Notice of Online Archive

  • This page is no longer being updated and remains online for informational and historical purposes only. The information is accurate as of the last page update.

    For questions about page contents, contact the Communications Division.

You can navigate the Xs and Ys, know your cosines from your coefficients, and rattle off theorems like nobody’s business.

But what does it all mean?

Francis Su

Without meaning, says Francis Su, the Benediktsson-Karwa Professor of Mathematics at Harvey Mudd College, math, numbers, and even mathematical aptitude is little more than a pile of rocks.

Su visited Lafayette March 2 to present the Benjamin F. Barge Mathematics Prize Lecture, “Mathematics, Meaning, and a Liberal Arts Education.”

“The most important human pursuits arise from a quest for meaning,” Su told a crowd of students in Kirby Hall of Civil Rights. “And pursuing these meaningful things cultivates in us certain virtues.”

Su’s counter-intuitive talk considered how math fits into a liberal arts education. He quoted Henri Poincare, the French mathematician and physicist, who said, “Science is built up of facts, as a house is with stones. But a collection of facts is no more a science than a heap of stones is a house.”

Math seeks to find truth, beauty, and meaning in the universe, Su says. Each problem is a fold in a larger tapestry, and learning occurs not in the solving of problems, but in the struggle for the answers.

=-=-=-=-=

- Given problem A -
In the article on Francis Su's talk, in which hall did Su speak to the students?
- Given problem B -
Translate this sentence from the article on Francis Su's talk into Spanish: "Math seeks to find truth, beauty, and meaning in the universe, Su says."
The lines that come after the article on Francis Su's talk have no role here.

=-=-=-=-=

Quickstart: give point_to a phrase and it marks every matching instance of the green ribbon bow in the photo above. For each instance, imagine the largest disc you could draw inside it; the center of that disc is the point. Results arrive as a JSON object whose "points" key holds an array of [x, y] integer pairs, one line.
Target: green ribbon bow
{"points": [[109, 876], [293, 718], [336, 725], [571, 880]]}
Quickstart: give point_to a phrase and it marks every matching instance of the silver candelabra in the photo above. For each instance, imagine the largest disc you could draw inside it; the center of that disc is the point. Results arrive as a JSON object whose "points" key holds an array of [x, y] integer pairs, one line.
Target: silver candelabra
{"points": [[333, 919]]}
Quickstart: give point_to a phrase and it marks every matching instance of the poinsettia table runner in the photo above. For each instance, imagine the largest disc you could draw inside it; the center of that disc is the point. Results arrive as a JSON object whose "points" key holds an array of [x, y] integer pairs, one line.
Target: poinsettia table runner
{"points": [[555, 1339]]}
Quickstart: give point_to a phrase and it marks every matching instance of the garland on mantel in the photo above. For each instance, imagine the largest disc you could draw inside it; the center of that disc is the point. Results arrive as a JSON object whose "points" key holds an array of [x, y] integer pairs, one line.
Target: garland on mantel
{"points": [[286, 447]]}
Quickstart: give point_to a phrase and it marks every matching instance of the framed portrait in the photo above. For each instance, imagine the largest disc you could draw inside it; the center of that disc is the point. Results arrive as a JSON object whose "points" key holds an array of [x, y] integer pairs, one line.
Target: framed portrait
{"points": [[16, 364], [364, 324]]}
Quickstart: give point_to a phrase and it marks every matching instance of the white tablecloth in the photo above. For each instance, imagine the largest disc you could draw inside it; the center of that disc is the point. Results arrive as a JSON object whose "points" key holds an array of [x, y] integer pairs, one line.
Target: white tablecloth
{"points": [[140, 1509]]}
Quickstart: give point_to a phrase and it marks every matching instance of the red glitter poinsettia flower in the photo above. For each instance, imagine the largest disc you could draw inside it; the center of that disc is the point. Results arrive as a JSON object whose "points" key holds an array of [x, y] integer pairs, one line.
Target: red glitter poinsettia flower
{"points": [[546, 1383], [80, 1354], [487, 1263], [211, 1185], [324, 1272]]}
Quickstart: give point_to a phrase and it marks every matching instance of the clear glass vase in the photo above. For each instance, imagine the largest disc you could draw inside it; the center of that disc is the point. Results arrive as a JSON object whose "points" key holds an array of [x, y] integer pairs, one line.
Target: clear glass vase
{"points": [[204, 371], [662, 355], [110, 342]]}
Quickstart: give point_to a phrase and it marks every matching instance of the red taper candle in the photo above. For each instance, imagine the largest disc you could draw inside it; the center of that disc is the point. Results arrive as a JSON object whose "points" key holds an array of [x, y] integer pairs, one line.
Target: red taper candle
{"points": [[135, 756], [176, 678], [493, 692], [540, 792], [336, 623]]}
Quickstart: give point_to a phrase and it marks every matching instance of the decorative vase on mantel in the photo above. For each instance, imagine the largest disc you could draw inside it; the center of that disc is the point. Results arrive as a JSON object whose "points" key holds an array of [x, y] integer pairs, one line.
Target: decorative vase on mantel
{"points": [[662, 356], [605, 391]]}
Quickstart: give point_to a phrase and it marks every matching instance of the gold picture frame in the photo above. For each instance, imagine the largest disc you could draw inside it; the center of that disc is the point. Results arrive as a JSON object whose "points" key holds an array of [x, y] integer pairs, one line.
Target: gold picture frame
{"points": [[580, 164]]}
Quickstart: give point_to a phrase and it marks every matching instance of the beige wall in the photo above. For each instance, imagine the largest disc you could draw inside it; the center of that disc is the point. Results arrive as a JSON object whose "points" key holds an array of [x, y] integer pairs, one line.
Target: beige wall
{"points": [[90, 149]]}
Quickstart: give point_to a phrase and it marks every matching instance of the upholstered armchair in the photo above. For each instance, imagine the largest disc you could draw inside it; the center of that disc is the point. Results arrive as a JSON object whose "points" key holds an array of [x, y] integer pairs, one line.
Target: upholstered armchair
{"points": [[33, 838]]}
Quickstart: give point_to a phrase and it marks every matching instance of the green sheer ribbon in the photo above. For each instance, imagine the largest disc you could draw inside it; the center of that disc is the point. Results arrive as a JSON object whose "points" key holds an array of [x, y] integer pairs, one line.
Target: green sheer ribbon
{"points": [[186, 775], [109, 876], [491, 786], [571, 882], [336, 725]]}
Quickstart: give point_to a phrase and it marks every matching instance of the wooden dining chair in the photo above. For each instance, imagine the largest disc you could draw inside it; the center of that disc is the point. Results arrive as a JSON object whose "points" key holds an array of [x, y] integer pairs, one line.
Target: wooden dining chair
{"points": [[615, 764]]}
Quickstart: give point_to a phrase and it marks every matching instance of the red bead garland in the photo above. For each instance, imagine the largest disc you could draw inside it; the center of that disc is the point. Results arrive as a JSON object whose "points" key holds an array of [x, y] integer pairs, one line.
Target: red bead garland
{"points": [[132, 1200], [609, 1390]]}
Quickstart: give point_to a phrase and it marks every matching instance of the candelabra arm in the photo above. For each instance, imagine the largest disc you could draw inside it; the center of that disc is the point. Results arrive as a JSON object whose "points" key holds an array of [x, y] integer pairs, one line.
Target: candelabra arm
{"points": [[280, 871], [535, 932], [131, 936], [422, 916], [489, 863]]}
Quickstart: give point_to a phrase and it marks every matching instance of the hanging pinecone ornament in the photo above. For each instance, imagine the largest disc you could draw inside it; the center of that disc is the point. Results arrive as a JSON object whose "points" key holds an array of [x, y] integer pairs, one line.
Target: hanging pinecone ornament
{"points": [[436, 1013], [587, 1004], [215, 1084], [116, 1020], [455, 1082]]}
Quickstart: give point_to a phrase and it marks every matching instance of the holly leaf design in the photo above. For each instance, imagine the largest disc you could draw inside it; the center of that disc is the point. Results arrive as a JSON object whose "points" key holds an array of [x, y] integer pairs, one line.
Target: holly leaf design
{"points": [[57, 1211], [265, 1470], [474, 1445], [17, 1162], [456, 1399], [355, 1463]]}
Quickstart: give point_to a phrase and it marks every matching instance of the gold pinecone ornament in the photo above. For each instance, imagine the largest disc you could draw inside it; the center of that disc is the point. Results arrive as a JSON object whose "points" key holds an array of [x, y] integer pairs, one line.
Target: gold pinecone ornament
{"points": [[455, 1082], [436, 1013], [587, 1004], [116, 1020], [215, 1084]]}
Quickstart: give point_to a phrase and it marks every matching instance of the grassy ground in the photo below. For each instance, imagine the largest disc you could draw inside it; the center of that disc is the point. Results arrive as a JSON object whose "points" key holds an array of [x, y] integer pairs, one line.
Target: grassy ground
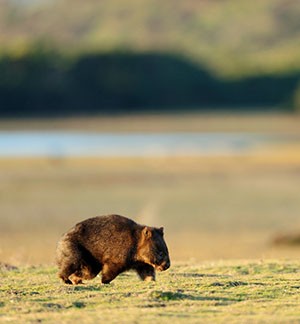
{"points": [[213, 209], [212, 292]]}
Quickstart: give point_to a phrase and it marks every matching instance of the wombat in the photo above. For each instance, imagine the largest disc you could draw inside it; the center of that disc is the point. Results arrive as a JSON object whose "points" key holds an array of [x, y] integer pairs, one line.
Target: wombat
{"points": [[111, 244]]}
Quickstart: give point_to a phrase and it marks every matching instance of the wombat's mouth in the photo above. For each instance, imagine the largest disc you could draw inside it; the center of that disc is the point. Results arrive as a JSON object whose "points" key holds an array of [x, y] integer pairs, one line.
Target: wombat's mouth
{"points": [[162, 267]]}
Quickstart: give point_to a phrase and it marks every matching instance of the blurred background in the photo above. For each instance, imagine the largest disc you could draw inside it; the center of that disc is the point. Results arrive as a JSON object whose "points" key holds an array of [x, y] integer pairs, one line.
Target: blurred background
{"points": [[182, 114]]}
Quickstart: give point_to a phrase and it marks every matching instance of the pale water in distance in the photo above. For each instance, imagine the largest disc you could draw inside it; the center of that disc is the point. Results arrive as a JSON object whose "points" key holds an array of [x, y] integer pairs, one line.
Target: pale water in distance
{"points": [[81, 144]]}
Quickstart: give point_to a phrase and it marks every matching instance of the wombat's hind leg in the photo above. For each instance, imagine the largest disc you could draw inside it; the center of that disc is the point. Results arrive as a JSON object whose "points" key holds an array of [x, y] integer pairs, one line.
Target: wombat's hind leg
{"points": [[146, 272], [75, 279], [109, 272]]}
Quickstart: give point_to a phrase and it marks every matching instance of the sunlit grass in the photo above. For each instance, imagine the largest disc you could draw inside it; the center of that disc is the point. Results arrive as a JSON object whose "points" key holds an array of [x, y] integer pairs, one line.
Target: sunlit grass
{"points": [[254, 291]]}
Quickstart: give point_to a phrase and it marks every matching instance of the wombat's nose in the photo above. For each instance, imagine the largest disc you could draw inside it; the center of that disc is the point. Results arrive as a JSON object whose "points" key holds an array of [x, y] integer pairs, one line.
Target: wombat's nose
{"points": [[167, 265]]}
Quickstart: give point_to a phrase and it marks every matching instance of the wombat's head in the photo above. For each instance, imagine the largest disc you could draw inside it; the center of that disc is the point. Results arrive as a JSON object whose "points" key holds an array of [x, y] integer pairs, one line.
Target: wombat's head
{"points": [[153, 249]]}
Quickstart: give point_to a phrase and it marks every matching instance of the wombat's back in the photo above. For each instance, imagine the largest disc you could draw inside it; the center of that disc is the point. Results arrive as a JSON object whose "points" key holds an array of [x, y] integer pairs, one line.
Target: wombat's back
{"points": [[99, 234]]}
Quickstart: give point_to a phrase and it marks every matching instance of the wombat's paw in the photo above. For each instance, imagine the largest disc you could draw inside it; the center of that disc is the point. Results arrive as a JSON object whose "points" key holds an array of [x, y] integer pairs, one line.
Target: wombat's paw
{"points": [[149, 279], [75, 279]]}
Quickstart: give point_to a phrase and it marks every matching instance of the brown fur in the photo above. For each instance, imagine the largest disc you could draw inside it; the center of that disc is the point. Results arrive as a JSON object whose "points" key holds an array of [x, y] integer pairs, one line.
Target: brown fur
{"points": [[111, 244]]}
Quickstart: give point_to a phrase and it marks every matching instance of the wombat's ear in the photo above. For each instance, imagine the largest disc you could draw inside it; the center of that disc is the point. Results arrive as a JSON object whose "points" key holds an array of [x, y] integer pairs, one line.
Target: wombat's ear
{"points": [[147, 232]]}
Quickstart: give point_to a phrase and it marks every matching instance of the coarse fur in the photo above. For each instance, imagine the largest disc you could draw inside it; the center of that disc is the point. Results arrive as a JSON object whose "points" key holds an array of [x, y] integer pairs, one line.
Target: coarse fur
{"points": [[111, 244]]}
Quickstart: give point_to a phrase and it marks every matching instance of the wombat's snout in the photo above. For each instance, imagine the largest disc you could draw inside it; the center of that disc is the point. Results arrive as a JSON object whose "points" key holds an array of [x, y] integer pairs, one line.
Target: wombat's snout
{"points": [[164, 265]]}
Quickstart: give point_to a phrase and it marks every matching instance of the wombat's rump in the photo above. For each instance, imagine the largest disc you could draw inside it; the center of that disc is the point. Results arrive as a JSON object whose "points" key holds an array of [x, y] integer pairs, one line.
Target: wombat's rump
{"points": [[111, 244]]}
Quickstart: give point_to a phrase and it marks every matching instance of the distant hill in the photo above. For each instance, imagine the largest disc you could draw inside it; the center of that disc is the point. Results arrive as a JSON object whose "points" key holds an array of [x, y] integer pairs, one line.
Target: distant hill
{"points": [[230, 37]]}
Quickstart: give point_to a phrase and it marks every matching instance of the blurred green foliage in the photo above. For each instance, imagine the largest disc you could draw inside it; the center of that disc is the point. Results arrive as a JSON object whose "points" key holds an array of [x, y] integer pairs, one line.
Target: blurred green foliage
{"points": [[115, 56], [231, 37]]}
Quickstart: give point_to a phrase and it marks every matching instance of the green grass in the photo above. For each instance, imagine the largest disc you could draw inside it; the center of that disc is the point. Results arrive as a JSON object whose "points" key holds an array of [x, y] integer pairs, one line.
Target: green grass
{"points": [[222, 292]]}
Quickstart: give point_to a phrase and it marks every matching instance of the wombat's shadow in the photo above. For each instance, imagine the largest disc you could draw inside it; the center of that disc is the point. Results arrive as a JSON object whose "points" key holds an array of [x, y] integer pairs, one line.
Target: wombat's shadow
{"points": [[200, 275]]}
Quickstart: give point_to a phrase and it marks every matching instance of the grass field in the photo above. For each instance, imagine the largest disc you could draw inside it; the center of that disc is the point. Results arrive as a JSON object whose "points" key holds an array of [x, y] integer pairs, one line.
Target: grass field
{"points": [[213, 292], [220, 215]]}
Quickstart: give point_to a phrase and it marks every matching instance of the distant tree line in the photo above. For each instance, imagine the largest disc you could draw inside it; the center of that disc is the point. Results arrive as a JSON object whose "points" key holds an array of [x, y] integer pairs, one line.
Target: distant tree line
{"points": [[47, 84]]}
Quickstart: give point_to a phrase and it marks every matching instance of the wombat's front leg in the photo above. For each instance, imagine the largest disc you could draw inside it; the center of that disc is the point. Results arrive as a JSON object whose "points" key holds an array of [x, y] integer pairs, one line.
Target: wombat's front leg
{"points": [[109, 272], [146, 272]]}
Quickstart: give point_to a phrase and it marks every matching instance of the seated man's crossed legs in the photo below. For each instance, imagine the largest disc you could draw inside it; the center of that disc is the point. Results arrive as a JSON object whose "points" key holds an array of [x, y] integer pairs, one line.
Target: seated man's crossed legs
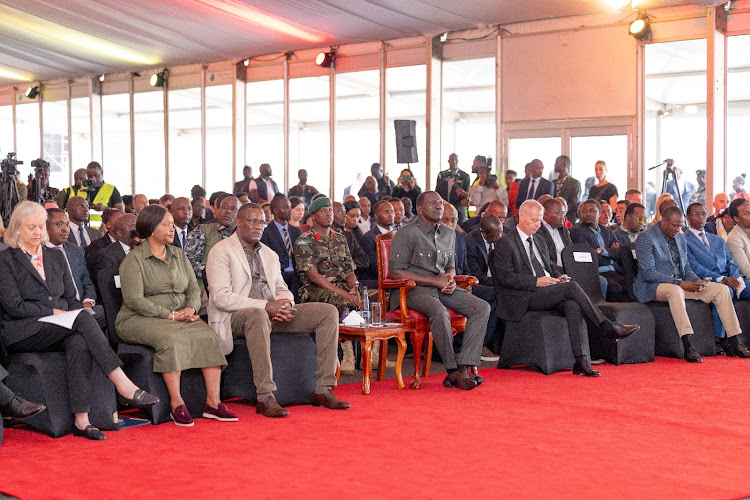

=-=-=-=-=

- Task output A -
Kirby Hall of Civil Rights.

- Task output B -
Las matemáticas buscan encontrar la verdad, la belleza y el significado en el universo, dice Su.